=== Items ===

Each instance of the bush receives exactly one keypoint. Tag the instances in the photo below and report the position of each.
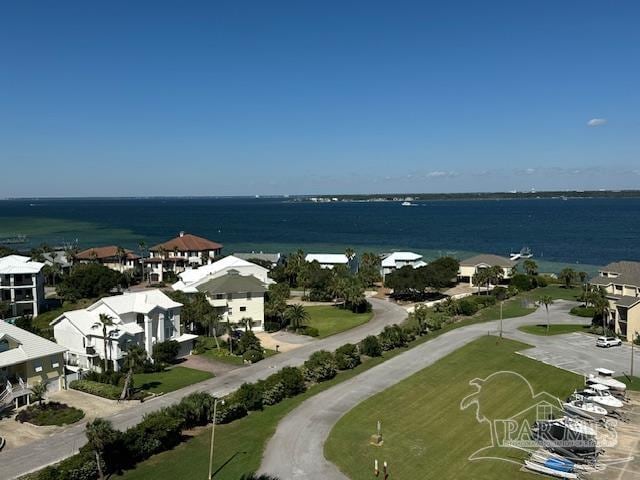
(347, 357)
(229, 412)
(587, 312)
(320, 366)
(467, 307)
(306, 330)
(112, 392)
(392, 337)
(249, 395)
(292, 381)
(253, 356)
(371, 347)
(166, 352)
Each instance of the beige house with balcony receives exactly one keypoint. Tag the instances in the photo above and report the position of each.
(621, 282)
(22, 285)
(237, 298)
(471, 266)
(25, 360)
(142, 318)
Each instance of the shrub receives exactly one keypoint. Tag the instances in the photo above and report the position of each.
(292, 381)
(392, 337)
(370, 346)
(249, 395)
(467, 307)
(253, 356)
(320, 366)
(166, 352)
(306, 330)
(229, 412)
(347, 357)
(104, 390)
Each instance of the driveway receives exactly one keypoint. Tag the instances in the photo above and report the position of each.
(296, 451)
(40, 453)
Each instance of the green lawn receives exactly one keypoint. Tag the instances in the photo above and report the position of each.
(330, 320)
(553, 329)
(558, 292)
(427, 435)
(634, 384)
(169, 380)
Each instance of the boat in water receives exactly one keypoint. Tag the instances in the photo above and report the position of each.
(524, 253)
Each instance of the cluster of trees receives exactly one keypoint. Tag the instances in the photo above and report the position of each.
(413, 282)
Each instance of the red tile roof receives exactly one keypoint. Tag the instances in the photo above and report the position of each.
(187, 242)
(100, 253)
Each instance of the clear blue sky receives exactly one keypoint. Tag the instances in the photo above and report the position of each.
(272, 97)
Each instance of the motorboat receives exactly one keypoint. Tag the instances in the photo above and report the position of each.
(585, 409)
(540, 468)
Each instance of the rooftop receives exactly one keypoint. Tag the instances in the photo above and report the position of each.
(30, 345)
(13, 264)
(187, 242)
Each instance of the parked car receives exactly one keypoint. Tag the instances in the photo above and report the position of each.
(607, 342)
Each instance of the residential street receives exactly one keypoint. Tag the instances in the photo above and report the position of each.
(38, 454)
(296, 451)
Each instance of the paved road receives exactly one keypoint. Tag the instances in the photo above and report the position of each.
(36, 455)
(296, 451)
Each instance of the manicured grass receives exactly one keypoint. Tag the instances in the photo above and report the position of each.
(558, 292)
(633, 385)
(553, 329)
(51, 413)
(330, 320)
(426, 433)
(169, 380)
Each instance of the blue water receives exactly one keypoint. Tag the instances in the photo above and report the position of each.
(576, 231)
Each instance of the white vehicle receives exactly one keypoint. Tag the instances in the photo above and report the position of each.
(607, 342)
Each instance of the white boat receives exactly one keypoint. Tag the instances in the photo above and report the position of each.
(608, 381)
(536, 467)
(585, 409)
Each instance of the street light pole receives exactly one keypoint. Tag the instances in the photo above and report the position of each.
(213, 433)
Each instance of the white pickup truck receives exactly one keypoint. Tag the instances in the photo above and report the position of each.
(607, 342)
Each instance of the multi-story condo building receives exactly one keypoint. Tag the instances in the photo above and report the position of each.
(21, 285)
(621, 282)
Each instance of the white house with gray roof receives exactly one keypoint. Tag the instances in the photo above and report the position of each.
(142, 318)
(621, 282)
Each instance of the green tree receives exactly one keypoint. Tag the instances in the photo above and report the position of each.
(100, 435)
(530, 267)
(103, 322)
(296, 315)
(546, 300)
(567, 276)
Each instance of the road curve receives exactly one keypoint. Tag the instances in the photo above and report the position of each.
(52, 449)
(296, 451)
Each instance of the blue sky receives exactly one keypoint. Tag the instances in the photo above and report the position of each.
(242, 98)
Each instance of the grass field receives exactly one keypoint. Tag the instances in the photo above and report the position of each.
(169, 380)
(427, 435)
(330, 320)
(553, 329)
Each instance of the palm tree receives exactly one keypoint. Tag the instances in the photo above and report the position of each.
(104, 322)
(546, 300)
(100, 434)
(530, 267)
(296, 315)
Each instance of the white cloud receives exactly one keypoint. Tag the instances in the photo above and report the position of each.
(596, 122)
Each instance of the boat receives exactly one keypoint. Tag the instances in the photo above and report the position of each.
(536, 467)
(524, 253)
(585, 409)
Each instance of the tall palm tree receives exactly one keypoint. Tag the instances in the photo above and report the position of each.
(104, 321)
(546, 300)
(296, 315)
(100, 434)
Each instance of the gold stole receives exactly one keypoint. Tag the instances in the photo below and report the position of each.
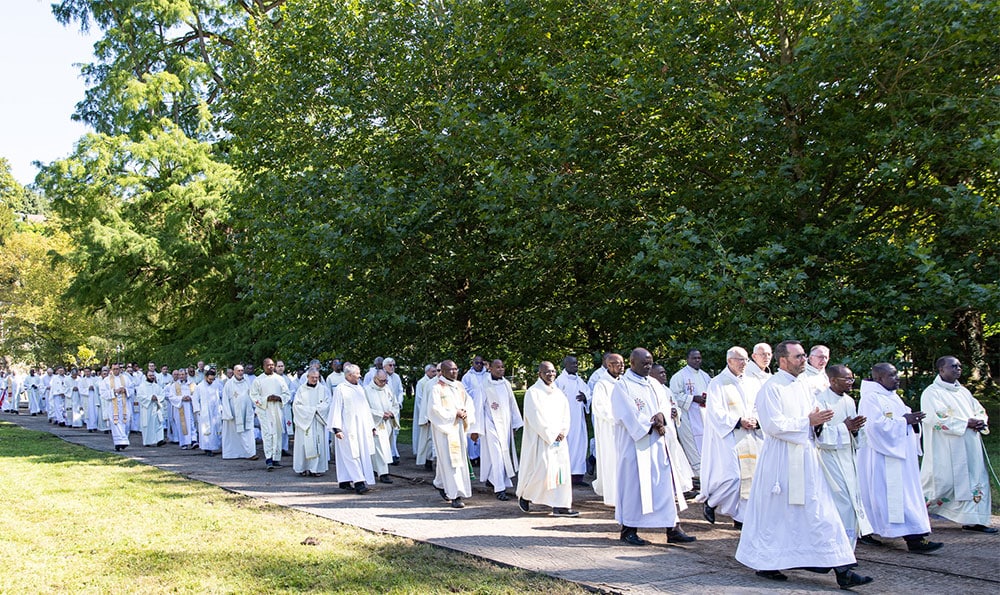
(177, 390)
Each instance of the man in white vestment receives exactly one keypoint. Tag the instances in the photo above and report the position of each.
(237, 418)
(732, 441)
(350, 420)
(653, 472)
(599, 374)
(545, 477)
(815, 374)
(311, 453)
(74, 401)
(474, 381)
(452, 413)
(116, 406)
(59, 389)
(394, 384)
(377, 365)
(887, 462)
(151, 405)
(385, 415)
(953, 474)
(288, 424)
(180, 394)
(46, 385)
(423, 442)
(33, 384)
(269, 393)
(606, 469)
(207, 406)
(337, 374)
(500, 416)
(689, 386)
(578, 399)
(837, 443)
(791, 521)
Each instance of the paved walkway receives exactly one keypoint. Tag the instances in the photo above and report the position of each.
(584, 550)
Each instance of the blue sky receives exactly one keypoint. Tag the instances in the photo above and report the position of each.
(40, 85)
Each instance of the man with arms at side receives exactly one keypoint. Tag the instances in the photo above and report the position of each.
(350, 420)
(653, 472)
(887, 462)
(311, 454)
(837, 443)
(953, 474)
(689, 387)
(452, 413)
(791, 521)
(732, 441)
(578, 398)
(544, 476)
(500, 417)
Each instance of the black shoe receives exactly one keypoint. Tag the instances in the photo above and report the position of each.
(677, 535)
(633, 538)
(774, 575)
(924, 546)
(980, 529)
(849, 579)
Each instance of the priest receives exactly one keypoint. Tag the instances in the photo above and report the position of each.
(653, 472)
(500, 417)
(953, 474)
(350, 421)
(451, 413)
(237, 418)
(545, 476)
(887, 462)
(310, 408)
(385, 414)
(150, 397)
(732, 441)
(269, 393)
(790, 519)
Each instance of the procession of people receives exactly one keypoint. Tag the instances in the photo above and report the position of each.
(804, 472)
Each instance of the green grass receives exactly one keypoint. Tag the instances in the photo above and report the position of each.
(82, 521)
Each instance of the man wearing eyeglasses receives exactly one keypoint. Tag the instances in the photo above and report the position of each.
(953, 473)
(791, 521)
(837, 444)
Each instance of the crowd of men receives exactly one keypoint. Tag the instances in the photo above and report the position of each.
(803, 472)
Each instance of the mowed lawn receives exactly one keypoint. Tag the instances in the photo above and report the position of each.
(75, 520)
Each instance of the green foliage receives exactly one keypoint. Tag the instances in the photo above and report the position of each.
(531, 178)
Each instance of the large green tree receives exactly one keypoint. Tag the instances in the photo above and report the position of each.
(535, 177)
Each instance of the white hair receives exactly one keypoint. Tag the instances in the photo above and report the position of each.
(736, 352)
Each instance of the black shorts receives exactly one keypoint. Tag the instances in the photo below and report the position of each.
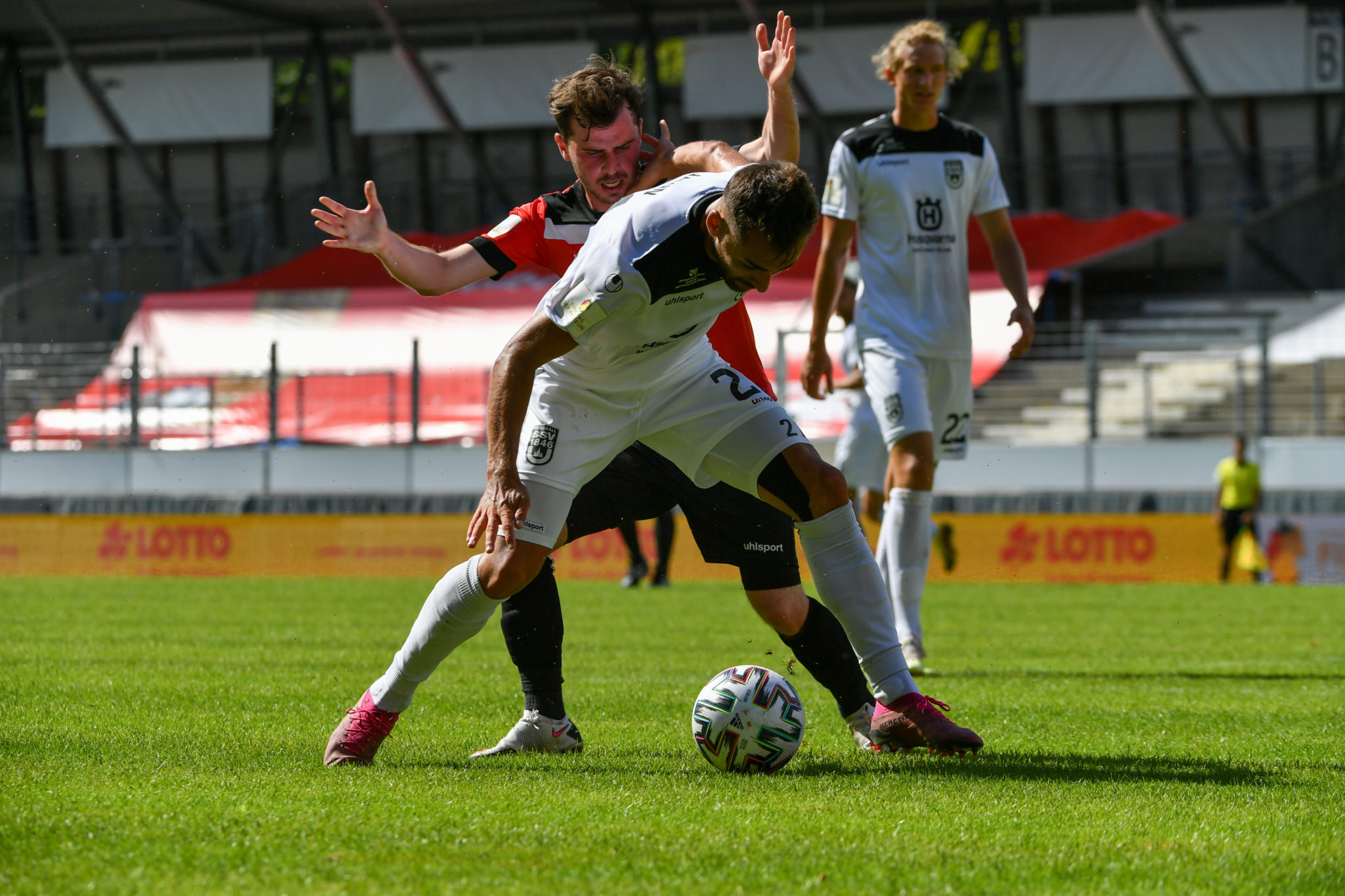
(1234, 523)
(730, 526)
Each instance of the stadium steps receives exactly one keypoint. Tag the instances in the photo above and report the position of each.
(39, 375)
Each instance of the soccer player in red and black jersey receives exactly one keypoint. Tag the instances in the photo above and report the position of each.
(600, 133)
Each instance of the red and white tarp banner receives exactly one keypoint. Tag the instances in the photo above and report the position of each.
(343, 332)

===

■ **Aim of the task**:
Reproduce exactly and only the lines from the line that contains "Each instance of the white hair" to the end of the data above, both ends included. No pictures go in the copy.

■ **Final result**:
Each instance of the white hair receives exactly one keypoint. Tag the instances in the photo above and report the position of each.
(736, 352)
Each instance of the black shorts receives exactly one keypoint. Tag the instances in the photo below and report the position of each.
(1234, 523)
(730, 526)
Each instance of the stadium steps receives exactly one keypoint. Tag the instances in the photo above and report the position of each.
(39, 375)
Each instance of the soccer player in red and black jersey receives exactly one keypoint. Tag the instances in the photo above and report the position of each.
(600, 133)
Each instance of the red and white tarp banner receives exactly one keypoint. Tag the instances in the photo above and report the position of each.
(343, 332)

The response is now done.